_TEXT SEGMENT_:
*** Begin section ***
Belgrade Art Studio Residency

ROHIT CHAUDHARY

PROJECT DESCRIPTION

I participated in a month long online art residency by the Belgrade Art Studio, centered around the theme ‘artist on standby’.

Context – There was a natural disaster last year in the area we currently reside (Kumaon, Uttarakhand). We were battered by torrential rains that lasted for 48 hours. By the end of it we had no power and water for a week. And no internet for a few hours. There were landslides every 100 meters on the road that connects us to the outer world. We were effectively cut off. Since then I have often come across household items (mugs, bottles, cups, oil cans) along the path behind our house. Objects that got displaced because of the rains. Objects that were situated in their environment till a violent external force changed that status quo.

I felt a certain familiarity with this story. 17 years of my life had seen no change while I was living in Delhi. But then covid changed that. It brought a rude shock to my environment. My art before that moment was almost non-existent but 2020 saw me work on three projects as a response to the lockdowns. The status quo was changed, just like that.
*** End section ***
_Items from a dataset_:
*** Begin section ***
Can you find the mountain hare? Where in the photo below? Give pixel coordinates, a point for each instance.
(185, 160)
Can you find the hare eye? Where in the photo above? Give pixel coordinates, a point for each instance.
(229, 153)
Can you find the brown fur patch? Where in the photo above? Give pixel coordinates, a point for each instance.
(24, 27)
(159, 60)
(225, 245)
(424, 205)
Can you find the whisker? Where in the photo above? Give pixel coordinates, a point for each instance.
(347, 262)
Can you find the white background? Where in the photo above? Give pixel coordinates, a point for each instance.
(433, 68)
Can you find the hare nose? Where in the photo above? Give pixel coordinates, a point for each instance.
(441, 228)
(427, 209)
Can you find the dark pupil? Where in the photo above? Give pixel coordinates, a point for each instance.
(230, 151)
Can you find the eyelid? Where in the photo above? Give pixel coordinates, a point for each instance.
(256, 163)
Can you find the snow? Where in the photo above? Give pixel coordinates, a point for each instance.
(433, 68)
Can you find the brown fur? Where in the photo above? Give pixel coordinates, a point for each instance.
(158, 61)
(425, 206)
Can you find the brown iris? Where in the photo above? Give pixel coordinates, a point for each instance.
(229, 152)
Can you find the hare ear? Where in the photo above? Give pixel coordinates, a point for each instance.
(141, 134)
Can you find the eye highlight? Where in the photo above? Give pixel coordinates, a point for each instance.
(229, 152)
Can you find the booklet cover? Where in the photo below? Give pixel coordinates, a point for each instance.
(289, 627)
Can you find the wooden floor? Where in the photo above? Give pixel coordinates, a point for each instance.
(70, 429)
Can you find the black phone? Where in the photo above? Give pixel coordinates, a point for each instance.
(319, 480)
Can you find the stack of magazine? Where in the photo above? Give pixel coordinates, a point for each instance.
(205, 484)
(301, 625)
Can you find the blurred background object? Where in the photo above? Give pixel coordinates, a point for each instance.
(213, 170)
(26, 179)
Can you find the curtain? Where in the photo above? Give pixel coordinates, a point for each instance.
*** End section ***
_WORK TO BE COMPLETED_: Quote the residency project description between "Belgrade Art Studio Residency" and "that status quo.", inclusive.

_RESPONSE BOX_:
Belgrade Art Studio Residency

ROHIT CHAUDHARY

PROJECT DESCRIPTION

I participated in a month long online art residency by the Belgrade Art Studio, centered around the theme ‘artist on standby’.

Context – There was a natural disaster last year in the area we currently reside (Kumaon, Uttarakhand). We were battered by torrential rains that lasted for 48 hours. By the end of it we had no power and water for a week. And no internet for a few hours. There were landslides every 100 meters on the road that connects us to the outer world. We were effectively cut off. Since then I have often come across household items (mugs, bottles, cups, oil cans) along the path behind our house. Objects that got displaced because of the rains. Objects that were situated in their environment till a violent external force changed that status quo.